### FRAGMENTO PROPORCIONADO ###

La dificultad que plantea esta escritura no es deliberada ni obedece a una estrategia de distinción hermética. Su complejidad procede, en parte, de su gratuidad, pues no está orientada a un lector particular: es una escritura «para todos y para nadie», cuyo éxito depende únicamente del interés con el que se la reciba. Por otra parte, su dificultad proviene también de que obliga a sus lectores a cuestionar las estructuras que conforman nuestra imagen del mundo. Por ello, quien se adentra en ella debe estar dispuesto a desviarse e incluso a no comprender plenamente.
Este
tipo de exigencia hacia el lector encuentra un eco singular en la obra de
Pessoa, que, al diseminar su voz en múltiples heterónimos, rehúye cualquier
unidad interpretativa o sistemática. Leer a Pessoa, ya se trate del bucólico Caeiro,
del sofisticado Campos o del introspectivo Soares, implica aceptar una
dispersión sin síntesis posible, una forma de descentramiento en la que el
lector debe inventar su propio modo de estar ante el texto. No se trata de
comprender un sistema. Se trata de reconocer un paisaje dislocado en el que,
paradójicamente, el lector se descubre a sí mismo. Esa paradoja también puede
ser formulada diciendo que el texto no busca convencernos y que
no por ello deja de interpelarnos, en tanto que activa un saber latente que, por
las razones que sean, aún no habría sido formulado. El reconocimiento al
que se alude aquí no es cognitivo sino existencial. Es cercano, por ejemplo, a
la noción de acknowledgment que Cavell rescata en su lectura de Wittgenstein, de acuerdo
con el cual no se trata de describir al otro o de explicarlo, sino de dejarse interpelar
por su presencia.[12]
Pessoa, de nuevo, en Páginas Íntimas e de Auto-Interpretaçao, mantiene que comprender no es suficiente; que es necesario, además, sentir lo que se comprende, y que «[s]entir es crear. Sentir es pensar sin ideas, y por eso sentir es comprender, ya que el Universo no tiene ideas. ¿Pero qué es sentir? Tener opiniones no es sentir. Todas nuestras opiniones son también las de los otros. Pensar es querer transmitir a los otros aquello que se cree que se siente. Solo lo que se piensa se puede comunicar a los otros. Lo que se siente no se puede comunicar. Solo se puede comunicar el valor de lo que se siente».[13] El reconocimiento, como decimos, deja de ser una operación cognitiva para convertirse en una experiencia de exposición en la que el lector es alcanzado por aquello que, aunque no le hable directamente, de alguna manera, lo interpela.

### MATERIAL PROPORCIONADO ###

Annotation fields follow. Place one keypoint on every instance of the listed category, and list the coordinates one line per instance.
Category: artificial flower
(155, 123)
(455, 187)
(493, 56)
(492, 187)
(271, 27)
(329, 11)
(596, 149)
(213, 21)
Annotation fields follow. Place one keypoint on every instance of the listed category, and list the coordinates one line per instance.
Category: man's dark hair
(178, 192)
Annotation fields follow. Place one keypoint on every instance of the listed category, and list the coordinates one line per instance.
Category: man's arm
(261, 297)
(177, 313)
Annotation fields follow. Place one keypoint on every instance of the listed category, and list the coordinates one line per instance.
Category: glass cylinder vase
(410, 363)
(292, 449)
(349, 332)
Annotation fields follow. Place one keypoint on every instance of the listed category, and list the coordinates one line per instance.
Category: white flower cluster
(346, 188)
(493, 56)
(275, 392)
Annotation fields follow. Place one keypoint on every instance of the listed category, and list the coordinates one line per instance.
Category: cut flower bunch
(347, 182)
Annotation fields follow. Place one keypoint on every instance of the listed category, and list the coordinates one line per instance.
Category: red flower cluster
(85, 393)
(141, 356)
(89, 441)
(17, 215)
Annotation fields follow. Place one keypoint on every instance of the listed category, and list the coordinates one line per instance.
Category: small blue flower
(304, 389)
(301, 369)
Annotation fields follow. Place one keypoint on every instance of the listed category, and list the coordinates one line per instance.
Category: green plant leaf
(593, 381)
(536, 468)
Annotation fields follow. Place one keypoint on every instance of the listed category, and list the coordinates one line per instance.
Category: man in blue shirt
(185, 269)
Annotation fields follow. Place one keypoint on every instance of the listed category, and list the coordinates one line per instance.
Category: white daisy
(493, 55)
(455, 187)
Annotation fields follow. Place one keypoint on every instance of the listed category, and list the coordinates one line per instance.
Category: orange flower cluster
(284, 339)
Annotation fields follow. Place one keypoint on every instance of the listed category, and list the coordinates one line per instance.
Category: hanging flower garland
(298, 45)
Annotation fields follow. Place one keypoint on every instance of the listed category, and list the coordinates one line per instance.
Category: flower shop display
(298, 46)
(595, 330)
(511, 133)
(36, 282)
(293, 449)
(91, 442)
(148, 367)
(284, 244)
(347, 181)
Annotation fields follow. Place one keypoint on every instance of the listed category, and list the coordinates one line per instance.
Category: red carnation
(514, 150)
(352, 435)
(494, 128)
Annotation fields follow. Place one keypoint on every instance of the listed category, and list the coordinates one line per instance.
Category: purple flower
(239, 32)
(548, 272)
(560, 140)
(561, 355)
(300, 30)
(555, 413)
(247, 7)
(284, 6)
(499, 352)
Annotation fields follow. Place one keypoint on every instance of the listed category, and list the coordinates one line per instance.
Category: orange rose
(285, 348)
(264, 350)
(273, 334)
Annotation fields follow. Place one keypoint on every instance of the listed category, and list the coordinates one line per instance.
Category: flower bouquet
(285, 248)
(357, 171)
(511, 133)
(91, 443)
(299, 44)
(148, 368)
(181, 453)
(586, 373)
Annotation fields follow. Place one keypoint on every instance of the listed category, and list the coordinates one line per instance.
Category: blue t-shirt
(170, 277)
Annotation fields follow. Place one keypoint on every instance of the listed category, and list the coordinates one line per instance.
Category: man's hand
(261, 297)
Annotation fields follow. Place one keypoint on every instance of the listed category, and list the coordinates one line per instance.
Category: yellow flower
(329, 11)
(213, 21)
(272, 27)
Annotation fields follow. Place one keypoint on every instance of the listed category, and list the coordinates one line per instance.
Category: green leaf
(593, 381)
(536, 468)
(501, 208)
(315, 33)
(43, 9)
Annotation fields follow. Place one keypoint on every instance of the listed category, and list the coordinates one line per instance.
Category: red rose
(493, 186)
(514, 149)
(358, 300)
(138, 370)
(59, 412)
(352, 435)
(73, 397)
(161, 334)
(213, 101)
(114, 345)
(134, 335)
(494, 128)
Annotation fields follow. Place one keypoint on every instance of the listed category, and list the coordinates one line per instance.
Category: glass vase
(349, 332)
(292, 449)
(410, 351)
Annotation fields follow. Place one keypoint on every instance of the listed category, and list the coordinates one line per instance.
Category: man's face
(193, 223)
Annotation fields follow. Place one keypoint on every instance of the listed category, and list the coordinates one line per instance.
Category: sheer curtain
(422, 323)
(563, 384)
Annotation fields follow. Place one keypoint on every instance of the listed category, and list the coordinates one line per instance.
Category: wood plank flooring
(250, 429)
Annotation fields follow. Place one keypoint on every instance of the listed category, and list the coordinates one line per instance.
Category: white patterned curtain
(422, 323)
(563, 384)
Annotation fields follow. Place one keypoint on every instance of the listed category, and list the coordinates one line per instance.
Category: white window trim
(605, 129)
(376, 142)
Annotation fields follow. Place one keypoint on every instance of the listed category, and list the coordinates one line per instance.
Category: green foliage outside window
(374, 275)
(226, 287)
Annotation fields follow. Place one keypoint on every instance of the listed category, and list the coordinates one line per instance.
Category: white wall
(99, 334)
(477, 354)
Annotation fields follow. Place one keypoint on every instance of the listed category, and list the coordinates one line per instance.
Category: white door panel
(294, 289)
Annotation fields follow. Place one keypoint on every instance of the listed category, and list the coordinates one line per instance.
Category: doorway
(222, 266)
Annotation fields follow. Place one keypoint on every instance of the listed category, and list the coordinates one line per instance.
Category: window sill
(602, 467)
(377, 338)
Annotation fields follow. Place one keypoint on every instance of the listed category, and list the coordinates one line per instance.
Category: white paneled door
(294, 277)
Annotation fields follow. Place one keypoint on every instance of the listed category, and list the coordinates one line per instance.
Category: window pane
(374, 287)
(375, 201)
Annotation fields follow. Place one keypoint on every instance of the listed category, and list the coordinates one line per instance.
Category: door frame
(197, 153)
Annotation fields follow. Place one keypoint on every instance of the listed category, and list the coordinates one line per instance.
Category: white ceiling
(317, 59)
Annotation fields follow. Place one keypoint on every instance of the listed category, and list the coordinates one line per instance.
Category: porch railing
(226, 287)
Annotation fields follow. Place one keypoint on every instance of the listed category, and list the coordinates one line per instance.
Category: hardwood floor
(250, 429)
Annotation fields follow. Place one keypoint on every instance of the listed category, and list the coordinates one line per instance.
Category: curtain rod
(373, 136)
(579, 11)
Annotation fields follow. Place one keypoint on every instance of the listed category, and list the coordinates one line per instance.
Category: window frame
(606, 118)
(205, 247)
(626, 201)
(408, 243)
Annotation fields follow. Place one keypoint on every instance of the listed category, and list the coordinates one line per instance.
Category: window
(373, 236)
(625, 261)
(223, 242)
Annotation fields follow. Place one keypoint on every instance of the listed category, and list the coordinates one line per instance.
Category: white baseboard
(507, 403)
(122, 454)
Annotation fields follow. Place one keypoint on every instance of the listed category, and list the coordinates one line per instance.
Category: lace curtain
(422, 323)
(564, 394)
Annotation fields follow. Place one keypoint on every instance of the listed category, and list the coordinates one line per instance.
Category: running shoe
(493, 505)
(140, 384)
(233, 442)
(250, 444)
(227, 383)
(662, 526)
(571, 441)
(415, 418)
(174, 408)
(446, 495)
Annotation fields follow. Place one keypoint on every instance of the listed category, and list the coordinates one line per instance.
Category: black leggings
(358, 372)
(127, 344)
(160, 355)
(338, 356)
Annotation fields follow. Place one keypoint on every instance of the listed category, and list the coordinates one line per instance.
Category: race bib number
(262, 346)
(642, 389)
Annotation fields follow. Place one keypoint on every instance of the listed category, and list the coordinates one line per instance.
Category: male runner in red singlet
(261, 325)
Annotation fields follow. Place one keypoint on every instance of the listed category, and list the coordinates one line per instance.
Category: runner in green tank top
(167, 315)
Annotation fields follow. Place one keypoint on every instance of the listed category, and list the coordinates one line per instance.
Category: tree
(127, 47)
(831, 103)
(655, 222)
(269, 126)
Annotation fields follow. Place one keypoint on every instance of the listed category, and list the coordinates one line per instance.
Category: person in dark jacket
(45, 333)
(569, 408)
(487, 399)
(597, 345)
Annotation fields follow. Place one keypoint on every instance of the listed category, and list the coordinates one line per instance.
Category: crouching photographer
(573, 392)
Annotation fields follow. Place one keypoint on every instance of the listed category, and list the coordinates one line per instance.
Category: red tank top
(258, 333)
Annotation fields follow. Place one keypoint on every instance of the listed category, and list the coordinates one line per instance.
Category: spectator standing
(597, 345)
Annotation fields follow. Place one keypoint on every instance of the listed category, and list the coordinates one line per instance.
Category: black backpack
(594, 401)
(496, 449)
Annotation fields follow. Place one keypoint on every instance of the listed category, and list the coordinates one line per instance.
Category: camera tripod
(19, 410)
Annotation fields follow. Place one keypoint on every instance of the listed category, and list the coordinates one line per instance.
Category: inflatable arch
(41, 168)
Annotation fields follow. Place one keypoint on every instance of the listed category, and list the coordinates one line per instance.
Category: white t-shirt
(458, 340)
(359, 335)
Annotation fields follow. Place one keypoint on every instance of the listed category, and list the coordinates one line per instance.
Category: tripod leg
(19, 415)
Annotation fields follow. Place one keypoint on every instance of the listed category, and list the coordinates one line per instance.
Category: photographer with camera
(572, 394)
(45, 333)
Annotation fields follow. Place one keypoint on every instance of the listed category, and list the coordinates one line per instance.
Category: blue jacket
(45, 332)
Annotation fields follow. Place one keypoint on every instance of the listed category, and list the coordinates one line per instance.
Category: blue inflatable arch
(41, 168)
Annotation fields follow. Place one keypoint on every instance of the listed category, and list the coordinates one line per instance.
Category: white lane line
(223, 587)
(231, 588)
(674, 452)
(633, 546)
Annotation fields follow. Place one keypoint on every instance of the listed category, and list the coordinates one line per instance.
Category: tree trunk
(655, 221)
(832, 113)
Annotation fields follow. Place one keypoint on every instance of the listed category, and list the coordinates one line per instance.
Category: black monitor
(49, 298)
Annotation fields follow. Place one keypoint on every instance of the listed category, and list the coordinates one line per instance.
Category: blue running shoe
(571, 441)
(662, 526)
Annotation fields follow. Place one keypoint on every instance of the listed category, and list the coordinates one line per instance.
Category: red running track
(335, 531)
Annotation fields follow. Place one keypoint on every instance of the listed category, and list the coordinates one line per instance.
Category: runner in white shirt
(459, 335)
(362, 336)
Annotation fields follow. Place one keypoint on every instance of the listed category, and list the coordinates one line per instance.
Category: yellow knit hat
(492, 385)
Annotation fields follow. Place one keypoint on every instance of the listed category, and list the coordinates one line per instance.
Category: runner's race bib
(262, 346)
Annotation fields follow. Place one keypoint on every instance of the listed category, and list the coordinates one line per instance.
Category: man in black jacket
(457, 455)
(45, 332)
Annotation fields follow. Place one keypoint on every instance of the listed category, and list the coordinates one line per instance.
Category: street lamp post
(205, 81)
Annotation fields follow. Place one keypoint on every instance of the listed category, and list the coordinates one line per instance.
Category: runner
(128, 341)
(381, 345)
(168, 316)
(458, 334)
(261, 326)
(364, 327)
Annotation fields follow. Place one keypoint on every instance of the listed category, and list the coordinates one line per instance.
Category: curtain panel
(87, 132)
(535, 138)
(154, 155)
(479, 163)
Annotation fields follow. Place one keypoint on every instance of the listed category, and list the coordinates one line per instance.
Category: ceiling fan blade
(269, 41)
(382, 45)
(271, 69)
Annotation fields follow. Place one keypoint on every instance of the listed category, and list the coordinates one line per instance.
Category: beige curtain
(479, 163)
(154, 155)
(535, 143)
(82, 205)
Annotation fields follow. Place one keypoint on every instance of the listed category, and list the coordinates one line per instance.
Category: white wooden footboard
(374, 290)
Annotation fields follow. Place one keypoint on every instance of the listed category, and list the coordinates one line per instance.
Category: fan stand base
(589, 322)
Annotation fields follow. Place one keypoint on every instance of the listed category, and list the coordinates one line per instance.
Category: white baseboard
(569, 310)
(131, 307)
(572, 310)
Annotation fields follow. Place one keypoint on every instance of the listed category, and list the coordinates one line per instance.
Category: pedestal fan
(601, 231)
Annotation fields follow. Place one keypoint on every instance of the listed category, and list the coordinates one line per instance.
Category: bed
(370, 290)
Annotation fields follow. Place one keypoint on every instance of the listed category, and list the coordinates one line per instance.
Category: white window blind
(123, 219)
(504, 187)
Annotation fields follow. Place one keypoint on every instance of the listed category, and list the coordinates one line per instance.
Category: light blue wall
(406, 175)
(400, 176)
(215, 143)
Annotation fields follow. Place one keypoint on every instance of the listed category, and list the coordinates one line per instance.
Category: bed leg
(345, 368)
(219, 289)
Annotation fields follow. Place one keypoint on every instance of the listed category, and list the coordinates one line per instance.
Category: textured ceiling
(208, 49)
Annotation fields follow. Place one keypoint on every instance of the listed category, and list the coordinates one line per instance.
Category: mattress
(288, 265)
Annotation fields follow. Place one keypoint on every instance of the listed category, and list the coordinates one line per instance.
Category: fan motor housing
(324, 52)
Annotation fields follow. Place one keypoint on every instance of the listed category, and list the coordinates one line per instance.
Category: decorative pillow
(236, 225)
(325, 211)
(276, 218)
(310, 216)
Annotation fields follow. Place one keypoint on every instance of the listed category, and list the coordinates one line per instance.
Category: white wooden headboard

###

> _QUÉ HARÁS_
#1 Responde a estas preguntas a partir del fragmento proporcionado:
(a) ¿Cómo se describe esta escritura en cuanto al lector al que se dirige?
(b) ¿Qué tres heterónimos de Pessoa se nombran?
(c) ¿En qué obra sostiene Pessoa que comprender no es suficiente?
#2 Indica si cada afirmación concuerda con el fragmento proporcionado y cita las palabras que lo deciden:
(a) La dificultad de esta escritura es deliberada.
(b) El reconocimiento del que se habla es de tipo cognitivo.
(c) En la cita de Pessoa, lo que se siente no puede comunicarse.
#3 Prolonga el texto sobre la escritura difícil y la lectura de Pessoa a partir de su última oración.

> _EN RESPUESTA_
#1
(a) Es una escritura «para todos y para nadie», no orientada a un lector particular.
(b) Caeiro, Campos y Soares.
(c) En Páginas Íntimas e de Auto-Interpretaçao.

#2
(a) No: «no es deliberada ni obedece a una estrategia de distinción hermética».
(b) No: «no es cognitivo sino existencial».
(c) Sí: «Lo que se siente no se puede comunicar».

#3
Hay
aquí una forma de comprensión que no se reduce a seguir un determinado
procedimiento ni a una asimilación conceptual. Es un tipo de comprensión que
implica una forma de estar presente que a su vez permite ver conexiones, que lo
dicho resuene con el trasfondo compartido de la experiencia. Es el
tipo de comprensión que se experimenta como un cambio de posición, como la
adopción de un nuevo punto de vista. Comprender,
aquí, no es lo mismo que apropiarse de un contenido, sino responder a una
exigencia que nos precede. Pero ¿no corre
también el lector el riesgo de anticipar lo que quiere encontrar? ¿No hay en
esta forma de lectura la tentación de ver profundidad allí donde solo se
proyecta una expectativa previa? Si fuera así, el reconocimiento dejaría de ser
un encuentro y se convertiría en un eco.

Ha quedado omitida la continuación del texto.